■ Direction
Please gather every line of the listing below that contains the word "pouf" and copy each one in full.

* START Material *

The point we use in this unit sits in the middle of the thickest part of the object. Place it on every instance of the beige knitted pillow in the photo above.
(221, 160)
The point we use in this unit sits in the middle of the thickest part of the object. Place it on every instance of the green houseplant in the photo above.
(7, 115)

* END Material *
* START Material *

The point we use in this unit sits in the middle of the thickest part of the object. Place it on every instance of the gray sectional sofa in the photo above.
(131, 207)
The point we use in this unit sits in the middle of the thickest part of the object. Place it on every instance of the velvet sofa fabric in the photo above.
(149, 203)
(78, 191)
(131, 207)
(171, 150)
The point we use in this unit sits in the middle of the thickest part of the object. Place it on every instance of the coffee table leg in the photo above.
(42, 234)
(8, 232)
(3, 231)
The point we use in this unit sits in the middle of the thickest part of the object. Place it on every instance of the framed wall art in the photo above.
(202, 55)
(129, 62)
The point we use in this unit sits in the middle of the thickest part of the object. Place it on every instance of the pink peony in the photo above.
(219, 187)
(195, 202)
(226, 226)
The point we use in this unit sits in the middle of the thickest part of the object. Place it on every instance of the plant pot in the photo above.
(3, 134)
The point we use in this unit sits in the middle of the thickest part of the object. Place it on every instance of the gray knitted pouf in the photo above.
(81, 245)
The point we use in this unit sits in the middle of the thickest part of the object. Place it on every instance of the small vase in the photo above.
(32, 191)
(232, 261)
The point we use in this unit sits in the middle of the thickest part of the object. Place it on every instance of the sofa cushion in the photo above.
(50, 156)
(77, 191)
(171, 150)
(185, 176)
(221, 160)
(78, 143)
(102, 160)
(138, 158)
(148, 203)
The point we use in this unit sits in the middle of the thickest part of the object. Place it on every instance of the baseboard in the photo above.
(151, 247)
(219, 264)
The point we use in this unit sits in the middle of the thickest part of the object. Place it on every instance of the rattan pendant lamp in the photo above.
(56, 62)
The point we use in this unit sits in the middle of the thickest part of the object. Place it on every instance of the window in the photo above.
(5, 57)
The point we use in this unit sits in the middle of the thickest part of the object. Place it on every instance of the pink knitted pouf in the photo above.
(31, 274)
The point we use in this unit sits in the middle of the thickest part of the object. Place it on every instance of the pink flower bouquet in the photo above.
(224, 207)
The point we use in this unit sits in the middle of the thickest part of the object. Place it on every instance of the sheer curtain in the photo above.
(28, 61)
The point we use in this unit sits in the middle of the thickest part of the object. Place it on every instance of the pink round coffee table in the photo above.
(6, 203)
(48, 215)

* END Material *

■ Task result
The point we use in this unit sits in the middle of the thickest part of the object. Place it on every instance of the gray knitted pouf in the photo above.
The point we use in this unit sits in the middle of the thickest part of the object. Place it on every instance of the pink knitted pouf in the photo above.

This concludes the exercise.